Requirement => List every line of the data below that contains the string "rough", matching case exactly.

Raw data =>

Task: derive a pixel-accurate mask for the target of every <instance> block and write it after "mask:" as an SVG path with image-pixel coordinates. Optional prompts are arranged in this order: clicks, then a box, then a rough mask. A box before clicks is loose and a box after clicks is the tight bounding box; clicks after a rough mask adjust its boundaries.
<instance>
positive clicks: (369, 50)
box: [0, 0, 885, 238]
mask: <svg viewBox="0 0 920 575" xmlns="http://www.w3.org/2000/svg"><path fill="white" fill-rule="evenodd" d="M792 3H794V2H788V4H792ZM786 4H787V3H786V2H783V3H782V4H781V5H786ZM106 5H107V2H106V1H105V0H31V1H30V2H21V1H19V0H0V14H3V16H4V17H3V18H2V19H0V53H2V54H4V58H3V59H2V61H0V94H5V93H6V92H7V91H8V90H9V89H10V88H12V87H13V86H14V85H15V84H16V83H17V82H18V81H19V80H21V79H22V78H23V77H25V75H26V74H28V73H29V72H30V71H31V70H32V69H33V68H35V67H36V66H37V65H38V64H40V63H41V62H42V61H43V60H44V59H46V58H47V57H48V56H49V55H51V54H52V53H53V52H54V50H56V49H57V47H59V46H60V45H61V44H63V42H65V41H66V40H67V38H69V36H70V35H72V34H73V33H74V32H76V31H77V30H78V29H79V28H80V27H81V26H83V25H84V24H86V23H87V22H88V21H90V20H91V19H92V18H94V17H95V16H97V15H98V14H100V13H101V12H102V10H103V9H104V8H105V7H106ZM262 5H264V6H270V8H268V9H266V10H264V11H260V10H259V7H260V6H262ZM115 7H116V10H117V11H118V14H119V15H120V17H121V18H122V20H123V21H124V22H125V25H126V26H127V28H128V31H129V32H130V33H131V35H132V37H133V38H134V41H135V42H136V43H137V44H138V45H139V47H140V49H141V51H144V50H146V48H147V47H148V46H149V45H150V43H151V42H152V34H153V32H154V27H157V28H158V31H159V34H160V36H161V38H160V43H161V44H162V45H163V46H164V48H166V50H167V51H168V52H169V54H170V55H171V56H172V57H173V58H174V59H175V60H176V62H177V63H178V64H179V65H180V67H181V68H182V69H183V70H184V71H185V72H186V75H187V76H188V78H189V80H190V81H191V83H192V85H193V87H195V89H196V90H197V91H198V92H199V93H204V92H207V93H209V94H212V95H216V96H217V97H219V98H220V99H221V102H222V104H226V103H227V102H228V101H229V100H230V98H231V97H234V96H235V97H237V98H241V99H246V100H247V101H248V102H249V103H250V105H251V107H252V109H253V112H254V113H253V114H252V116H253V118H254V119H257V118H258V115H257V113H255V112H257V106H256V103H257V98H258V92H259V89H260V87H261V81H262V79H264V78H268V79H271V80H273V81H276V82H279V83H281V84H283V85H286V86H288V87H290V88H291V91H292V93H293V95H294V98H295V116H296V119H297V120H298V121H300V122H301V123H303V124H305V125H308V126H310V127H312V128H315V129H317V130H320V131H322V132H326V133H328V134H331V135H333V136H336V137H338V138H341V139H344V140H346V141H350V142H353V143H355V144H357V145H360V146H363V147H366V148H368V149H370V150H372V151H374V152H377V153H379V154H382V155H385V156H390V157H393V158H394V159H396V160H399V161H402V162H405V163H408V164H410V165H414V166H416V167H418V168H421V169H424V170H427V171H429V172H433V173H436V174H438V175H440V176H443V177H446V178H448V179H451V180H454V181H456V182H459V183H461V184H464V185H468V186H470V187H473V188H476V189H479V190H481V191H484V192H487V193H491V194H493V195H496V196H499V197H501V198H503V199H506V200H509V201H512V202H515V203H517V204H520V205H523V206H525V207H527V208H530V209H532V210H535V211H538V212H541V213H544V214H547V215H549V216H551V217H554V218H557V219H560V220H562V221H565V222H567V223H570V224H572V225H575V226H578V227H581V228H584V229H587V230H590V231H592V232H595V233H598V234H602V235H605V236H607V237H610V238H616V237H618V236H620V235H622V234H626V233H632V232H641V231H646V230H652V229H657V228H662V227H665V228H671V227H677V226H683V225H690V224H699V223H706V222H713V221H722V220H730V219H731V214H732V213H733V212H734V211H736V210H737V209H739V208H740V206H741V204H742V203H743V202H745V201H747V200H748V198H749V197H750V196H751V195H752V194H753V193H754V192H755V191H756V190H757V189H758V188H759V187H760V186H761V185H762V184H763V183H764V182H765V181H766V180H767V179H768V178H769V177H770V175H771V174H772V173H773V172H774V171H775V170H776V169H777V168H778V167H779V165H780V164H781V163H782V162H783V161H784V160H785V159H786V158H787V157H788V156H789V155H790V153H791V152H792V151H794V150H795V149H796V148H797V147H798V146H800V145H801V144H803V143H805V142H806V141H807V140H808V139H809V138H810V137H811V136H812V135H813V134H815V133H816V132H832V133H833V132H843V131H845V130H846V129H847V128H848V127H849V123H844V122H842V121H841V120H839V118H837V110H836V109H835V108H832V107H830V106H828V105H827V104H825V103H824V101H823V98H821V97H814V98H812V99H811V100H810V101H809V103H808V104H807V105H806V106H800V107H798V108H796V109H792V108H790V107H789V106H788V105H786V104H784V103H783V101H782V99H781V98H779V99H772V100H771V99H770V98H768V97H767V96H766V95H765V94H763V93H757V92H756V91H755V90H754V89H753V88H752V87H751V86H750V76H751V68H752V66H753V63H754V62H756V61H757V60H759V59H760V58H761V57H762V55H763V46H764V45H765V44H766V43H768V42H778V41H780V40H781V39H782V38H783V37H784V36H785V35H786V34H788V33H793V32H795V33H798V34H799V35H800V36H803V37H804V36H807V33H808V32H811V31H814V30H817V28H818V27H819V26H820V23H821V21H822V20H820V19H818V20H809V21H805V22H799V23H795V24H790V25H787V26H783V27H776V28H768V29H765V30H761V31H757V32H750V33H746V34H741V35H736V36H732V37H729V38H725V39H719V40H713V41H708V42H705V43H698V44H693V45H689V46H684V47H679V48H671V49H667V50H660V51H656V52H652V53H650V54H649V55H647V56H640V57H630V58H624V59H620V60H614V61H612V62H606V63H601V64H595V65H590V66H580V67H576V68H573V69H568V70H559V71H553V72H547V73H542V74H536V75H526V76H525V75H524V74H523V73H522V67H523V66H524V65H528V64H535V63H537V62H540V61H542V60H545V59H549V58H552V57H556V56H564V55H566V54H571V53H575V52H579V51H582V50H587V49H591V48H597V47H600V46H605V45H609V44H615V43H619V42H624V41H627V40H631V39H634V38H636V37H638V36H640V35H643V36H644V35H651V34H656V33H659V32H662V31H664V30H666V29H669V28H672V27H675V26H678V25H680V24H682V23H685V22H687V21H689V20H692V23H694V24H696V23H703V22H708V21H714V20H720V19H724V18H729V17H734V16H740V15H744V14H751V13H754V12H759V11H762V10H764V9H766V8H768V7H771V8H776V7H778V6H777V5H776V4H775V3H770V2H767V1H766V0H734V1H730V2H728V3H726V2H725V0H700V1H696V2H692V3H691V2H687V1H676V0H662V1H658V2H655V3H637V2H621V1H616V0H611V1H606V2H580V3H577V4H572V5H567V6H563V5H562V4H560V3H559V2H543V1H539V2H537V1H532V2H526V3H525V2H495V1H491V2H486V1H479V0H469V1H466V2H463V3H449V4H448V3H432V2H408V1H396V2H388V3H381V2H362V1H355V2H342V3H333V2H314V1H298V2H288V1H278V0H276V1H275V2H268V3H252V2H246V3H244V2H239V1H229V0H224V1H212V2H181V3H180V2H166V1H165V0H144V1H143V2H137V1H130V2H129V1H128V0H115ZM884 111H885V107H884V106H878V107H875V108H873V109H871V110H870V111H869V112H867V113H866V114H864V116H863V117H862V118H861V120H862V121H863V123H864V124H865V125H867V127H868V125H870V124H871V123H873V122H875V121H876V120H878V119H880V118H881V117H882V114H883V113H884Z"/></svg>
--
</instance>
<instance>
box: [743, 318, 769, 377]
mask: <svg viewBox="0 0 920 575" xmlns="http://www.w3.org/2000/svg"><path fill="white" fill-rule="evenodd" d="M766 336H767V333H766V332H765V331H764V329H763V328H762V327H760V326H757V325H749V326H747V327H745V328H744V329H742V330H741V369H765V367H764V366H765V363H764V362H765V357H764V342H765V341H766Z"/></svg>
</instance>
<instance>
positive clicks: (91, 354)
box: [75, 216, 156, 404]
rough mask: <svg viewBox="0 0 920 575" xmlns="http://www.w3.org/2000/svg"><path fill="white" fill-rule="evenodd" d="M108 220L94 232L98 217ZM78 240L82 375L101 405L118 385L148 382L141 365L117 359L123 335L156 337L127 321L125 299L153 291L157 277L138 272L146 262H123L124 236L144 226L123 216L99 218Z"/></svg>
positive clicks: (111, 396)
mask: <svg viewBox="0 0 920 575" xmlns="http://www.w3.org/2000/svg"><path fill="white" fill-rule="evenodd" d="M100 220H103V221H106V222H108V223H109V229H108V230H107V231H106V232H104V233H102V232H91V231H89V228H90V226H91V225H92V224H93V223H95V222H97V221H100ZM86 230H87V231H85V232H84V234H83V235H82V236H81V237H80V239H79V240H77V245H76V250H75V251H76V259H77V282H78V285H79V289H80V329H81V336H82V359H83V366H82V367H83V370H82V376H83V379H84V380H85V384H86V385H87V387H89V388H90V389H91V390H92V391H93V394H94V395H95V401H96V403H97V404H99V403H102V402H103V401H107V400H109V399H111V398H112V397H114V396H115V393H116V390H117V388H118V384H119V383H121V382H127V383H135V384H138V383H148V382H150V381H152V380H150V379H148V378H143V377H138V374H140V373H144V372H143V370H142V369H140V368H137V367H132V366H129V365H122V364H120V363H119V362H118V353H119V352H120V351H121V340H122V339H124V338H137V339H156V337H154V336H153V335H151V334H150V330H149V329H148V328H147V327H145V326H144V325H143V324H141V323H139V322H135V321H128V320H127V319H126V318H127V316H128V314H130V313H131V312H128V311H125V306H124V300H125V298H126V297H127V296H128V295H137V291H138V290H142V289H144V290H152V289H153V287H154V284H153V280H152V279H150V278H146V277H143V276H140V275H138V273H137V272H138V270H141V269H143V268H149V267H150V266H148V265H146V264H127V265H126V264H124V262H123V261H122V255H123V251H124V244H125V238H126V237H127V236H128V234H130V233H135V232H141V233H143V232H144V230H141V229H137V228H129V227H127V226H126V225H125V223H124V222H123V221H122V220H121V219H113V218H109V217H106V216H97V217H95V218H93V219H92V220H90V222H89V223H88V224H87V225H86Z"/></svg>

Reply to the exercise =>
Task: derive a pixel-accurate mask for the target of every <instance> block and write it after "mask:" as an SVG path with image-pixel coordinates. Optional prompts are arranged in this order: clicks, then a box, then a rough mask. A box before clicks is loose and a box after clicks is the tight bounding box; clicks after a rough mask adjust its boundaries.
rough mask: <svg viewBox="0 0 920 575" xmlns="http://www.w3.org/2000/svg"><path fill="white" fill-rule="evenodd" d="M108 220L94 232L98 217ZM78 240L82 375L101 405L118 385L148 382L141 365L117 359L123 335L156 337L127 321L125 299L153 291L157 277L138 272L146 262H123L124 236L144 226L123 216L99 218Z"/></svg>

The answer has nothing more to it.